» **EXCERPTED TEXT**
╭──

Contact Texas Solar Outfitters here in Houston and ask for Cal Morton, I wasn't able to get the solar install through them because my credit took a dump after the house purchase. However I got multiple quotes from them for different types of systems. 34 - 290 Mission Solar Panels (9.86kw) with power optimizers and single inverter was quoted at $29,676 before any incentives.

EDIT: that quote was a year ago, i'm sure it's dropped since.
 
Hey fellow TMC members. If you are looking for solar in Texas, Freedom Solar Power is the largest residential installer of solar in Texas. Offices and Design Centers in Dallas, Austin, San Antonio, and Houston.
We are also the exclusive Master Dealer for the nations largest provider of Solar Panels in Sunpower complete home solar soultions.
Sunpower is the leader in solar efficiency, aesthetics, and warranty.

Feel free to reach out for more information.
Here is the link to our YouTube page
Freedom Solar Power
 

nwdiver

Well-Known Member
Feb 17, 2013
9,177
13,921
United States
Hey fellow TMC members. If you are looking for solar in Texas, Freedom Solar Power is the largest residential installer of solar in Texas. Offices and Design Centers in Dallas, Austin, San Antonio, and Houston.

╰──

» **SOURCE EXCERPT**

╭──

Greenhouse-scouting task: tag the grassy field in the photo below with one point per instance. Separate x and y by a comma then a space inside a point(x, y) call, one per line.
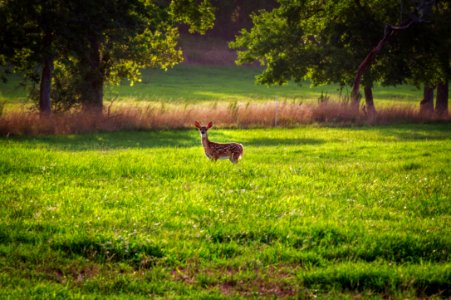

╰──

» **GIVEN PROBLEM A**
Name every city where the Texas solar forum text says Freedom Solar Power has offices and design centers.
» **GIVEN PROBLEM B**
Output the passage of the Texas solar forum text from "Contact Texas Solar" up to and including "for more information.".
Base your work on the Texas solar forum text only, not on the data.

» **FULL SOLUTION A**
Dallas, Austin, San Antonio, Houston

» **FULL SOLUTION B**
Contact Texas Solar Outfitters here in Houston and ask for Cal Morton, I wasn't able to get the solar install through them because my credit took a dump after the house purchase. However I got multiple quotes from them for different types of systems. 34 - 290 Mission Solar Panels (9.86kw) with power optimizers and single inverter was quoted at $29,676 before any incentives.

EDIT: that quote was a year ago, i'm sure it's dropped since.
 
Hey fellow TMC members. If you are looking for solar in Texas, Freedom Solar Power is the largest residential installer of solar in Texas. Offices and Design Centers in Dallas, Austin, San Antonio, and Houston.
We are also the exclusive Master Dealer for the nations largest provider of Solar Panels in Sunpower complete home solar soultions.
Sunpower is the leader in solar efficiency, aesthetics, and warranty.

Feel free to reach out for more information.